◆ **Instruction A**
In the transcript excerpt, what number does Grover wear?

That's why I'm gonna make you the enforcer.
The enforcer? That kind of sounds like a superhero.
It is.
But instead of saving people, your job is to elbow them, foul and scare the crap out of other kids.
Am I allowed to do that? Up to six times a game.
Okay, so here.
Pretend I'm on the other team and we're fighting for a rebound.
Show me what you got.
Come on.
- (GRUNTS FIERCELY) - (GROANS) (STRAINING): And your mom said I wasn't a good coach.
(BLOWS WHISTLE) Oh, look at Grover out there.
He looks so grown-up in his uniform.
Mommy loves you, snuggle bug! Mommy! I'm so nervous for him.
It feels like opening night at the school play.
My leaves were shaking so bad, they had to add a line about the gusty wind.
(CHUCKLES) (BUZZER SOUNDS) Come on, bring it in.
All right, guys.
We're gonna go out there, we're gonna play hard, we're gonna have fun, but most importantly, show good sportsmanship.
- Go Lions! - TEAM: Roar! Let's get it.
Whoa, whoa, hey, Grover.
All that good sportsmanship stuff doesn't apply to you.
Got it.
Hey-hey, and, uh, here's your mouth guard.
Safety first.
Yours, not theirs.
Thanks, Coach Calvin.
(WHISTLE BLOWS) Oh, my God, Grover's starting.
That's my son! Number 12! That's my snuggly son! Wow, yesterday Grover was the water boy.
Today he's in the starting five.
I mean, at this rate, tomorrow he's gonna be - (BOY GRUNTS) - (THUD) (WHISTLE BLOWS) Foul, number 12! In jail.
- Dude.
- Yo, what's up, man? Don't tell me you guilted Mom into baking you a pie? I sure did.
Revenge is a dish best served à la mode.
Okay, Marty, I'm off to clean your apartment.

◆ **Given entries**
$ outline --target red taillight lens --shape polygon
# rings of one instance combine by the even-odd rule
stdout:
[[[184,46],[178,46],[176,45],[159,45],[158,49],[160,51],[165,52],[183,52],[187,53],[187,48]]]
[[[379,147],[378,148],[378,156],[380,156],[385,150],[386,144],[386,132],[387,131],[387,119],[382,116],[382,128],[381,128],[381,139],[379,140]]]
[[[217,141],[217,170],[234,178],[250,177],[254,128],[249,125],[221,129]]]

◆ **Instruction B**
Return every line of the entries that contains the string "shape", matching case exactly.

◆ **Expected answer A**
Number 12.

◆ **Expected answer B**
$ outline --target red taillight lens --shape polygon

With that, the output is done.